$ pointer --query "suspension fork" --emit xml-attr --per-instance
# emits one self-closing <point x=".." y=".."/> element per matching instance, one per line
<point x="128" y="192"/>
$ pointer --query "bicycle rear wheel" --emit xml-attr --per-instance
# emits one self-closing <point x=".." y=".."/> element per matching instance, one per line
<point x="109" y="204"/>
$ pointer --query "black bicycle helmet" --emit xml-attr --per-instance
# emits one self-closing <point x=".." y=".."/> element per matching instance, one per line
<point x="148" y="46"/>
===
What you have to do> The output should be the entire listing, exactly as it is.

Task output>
$ pointer --query "suspension fork" --emit xml-attr --per-instance
# emits one self-closing <point x=".." y=".."/> element per matching instance, one per line
<point x="128" y="192"/>
$ pointer --query "bicycle rear wheel" --emit xml-attr --per-instance
# emits one self-closing <point x=".." y=".."/> element per matching instance, one per line
<point x="109" y="204"/>
$ pointer --query "black bicycle helmet" --emit xml-attr --per-instance
# emits one self-closing <point x=".." y=".."/> element per matching instance, one per line
<point x="148" y="46"/>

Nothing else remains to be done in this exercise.